• **PROVIDED TEXT**:
________________________
One of my heroes, old-time evangelist, Dr. B.R. Lakin, used to tell my favorite fish story. “When I get to heaven, I’m going to have a mansion on the corner of Glory and Halleluiah Boulevards, right across the golden street from the river of life, and every morning I’m going to go fishing and catch fish this (and he would hold his hands very far apart) big.”


The prophet Jonah lived in the Galilean city of Gath-Hepher (about four miles north of Nazareth), during the reign of Jeroboam II, who was northern Israel’s most powerful king. During his administration the borders of the nation were expanded to their greatest extent since the time of David and Solomon.


The book of Jonah is different from the other prophetic books of the Bible. Typically, prophets issued warnings or gave instructions to the people of Israel. Instead, God told Jonah to evangelize the city of Nineveh, home of Israel's cruelest enemy. Jonah didn't want those idolaters to be saved, so he ran away. When Jonah ran from the call of God, one of the oddest events in the Bible occurred—the story of Jonah and the Whale.

Jonah was a little neurotic, this word is defined as, “psycho-neurosis, a functional personality disorder, that includes a refusal to face reality.” It goes much deeper, but that's the basis of neurosis.
________________________
• **DATASET ROWS**:

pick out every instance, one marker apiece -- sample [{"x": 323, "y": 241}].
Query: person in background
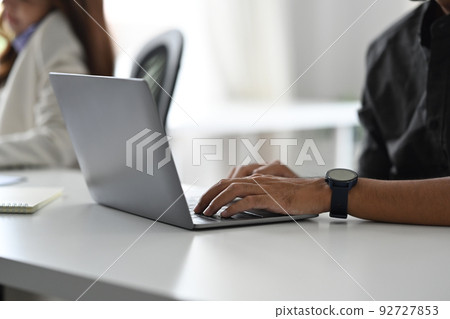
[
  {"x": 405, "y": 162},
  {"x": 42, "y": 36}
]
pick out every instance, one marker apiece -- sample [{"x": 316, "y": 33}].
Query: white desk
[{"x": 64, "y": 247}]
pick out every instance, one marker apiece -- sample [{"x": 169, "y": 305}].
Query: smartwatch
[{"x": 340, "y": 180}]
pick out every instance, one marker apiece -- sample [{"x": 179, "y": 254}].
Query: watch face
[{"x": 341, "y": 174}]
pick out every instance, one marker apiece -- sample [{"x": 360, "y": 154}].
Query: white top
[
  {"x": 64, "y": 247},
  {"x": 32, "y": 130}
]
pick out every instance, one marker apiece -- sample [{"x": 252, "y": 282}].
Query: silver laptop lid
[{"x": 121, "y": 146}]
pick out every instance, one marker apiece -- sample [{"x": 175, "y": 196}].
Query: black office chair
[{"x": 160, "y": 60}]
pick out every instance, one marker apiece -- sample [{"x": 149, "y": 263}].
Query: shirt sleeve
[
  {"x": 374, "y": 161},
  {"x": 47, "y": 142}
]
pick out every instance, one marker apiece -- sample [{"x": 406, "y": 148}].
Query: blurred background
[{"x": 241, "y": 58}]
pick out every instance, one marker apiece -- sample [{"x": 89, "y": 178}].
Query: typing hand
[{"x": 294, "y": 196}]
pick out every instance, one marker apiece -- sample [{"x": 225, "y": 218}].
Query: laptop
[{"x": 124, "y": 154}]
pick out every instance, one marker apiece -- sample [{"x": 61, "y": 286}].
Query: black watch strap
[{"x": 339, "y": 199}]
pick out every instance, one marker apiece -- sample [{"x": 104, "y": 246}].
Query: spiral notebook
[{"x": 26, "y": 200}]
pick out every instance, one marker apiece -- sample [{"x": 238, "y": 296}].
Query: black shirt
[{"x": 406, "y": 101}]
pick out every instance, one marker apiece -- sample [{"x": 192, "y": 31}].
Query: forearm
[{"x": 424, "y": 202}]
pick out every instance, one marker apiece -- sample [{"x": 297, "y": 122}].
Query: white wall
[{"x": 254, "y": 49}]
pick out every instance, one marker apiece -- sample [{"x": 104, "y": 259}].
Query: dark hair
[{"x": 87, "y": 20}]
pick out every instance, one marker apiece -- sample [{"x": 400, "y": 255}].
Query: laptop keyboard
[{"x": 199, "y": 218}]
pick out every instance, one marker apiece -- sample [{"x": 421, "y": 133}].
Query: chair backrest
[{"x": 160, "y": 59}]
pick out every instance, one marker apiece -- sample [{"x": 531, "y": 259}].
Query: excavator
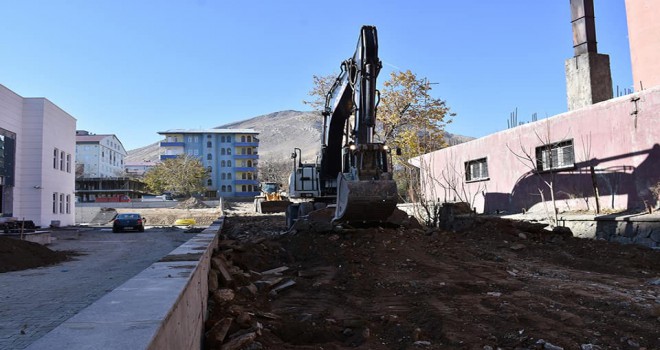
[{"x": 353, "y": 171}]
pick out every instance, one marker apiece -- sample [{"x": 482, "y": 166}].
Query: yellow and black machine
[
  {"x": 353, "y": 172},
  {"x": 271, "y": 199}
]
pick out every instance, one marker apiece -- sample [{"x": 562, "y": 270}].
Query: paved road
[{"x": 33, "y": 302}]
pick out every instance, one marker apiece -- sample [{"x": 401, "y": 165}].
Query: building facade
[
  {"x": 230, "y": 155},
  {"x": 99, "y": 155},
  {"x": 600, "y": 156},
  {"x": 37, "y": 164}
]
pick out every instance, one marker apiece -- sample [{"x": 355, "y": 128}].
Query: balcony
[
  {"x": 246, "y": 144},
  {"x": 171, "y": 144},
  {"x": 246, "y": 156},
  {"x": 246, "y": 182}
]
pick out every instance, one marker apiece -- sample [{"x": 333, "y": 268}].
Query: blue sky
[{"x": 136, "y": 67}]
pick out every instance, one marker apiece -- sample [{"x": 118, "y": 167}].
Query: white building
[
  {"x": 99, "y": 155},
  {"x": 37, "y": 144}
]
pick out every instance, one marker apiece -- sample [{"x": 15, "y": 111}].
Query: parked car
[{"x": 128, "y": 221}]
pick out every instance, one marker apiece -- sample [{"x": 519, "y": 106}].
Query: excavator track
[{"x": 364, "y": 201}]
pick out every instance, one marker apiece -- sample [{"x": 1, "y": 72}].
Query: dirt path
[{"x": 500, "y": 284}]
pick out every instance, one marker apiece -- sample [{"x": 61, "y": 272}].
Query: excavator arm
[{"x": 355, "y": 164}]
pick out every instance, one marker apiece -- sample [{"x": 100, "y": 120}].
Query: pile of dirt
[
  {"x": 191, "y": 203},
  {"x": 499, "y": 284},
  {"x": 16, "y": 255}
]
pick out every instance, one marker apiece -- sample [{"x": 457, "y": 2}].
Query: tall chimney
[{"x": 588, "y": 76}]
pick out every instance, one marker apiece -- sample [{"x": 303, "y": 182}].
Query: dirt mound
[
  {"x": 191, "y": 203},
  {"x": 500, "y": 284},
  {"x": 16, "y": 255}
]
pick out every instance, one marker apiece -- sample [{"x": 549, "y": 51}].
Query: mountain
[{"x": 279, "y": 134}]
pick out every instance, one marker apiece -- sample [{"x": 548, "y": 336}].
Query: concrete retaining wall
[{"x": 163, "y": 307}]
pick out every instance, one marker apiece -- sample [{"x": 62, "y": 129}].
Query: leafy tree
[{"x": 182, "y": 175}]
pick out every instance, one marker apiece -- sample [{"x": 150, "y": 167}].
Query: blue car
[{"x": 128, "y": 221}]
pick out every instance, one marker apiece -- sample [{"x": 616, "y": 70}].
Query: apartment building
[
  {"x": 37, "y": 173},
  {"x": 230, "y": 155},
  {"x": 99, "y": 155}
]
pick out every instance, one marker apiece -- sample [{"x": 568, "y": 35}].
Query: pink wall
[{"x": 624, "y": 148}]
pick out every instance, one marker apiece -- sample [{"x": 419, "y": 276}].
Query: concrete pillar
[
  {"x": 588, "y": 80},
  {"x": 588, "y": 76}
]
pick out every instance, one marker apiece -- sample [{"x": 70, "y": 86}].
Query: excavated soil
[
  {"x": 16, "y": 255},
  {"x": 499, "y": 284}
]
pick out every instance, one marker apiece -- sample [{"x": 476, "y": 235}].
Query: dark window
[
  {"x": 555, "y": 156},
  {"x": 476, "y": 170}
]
________________________
• **THINGS TO DO**:
1. According to the text about Jonah, why is the book of Jonah different from the other prophetic books of the Bible? Answer in one to three sentences.
2. Continue the text about Jonah from where it stops, keeping its voice.

• **RESULTS**:
1. Prophets typically issued warnings or gave instructions to the people of Israel. God instead told Jonah to evangelize Nineveh, the home of Israel's cruelest enemy.

2.
Jonah was the typical backslider! He was a lot like some believers, he refused to face the reality of God's call on his life. Some believers are living in the past: “I used to: teach, preach, witness, sing, attend every service, pray…et al” Others project into the future, saying: “someday, I'm going to: teach; preach, witness, sing, attend every service, pray…” Some say, “If I ever get straightened out, then I will serve God!” One preacher, looking at a man in his casket said, “Well, he finally got straightened out.” It all adds up to evading present reality. What does God want from me now?


The Prodigal Prophet (Chapter 1)


1:1,2: Reality…God called him: “The Word of the LORD came to Jonah…, saying, ‘arise go to Nineveh, that great city, and cry out against it…’”


1:3: Jonah tried to get away. “But Jonah arose to flee to Tarshish from the presence of the LORD.” Jonah turns down the assignment and heads for Tarshish, the opposite direction. Nineveh is Northeast, Tarshish is West. Instead of heading toward the Assyrian capital of Nineveh, he’s going to go all the way to where the Mediterranean empties into the Atlantic. Tarshish is essentially Gibraltar. Ancient people believed the earth was flat, when you got to Gibraltar, you would fall off the world. Jonah was willing to go to the end of the world to get away from God’s call.


Why did Jonah run in the opposite direction? When God calls him to preach repentance to the Ninevites, he knows that God's mercy would soon follow. But he can’t get away from God, The Psalmist writes, “Where shall I go from your Spirit? Or where shall I flee from your presence? If I ascend to heaven, you are there!If I make my bed in Sheol (the grave), you are there! If I take the wings of the morning and dwell in the uttermost parts of the sea, even there your hand shall lead me,and your right hand shall hold me. (Psalm 139:7-10).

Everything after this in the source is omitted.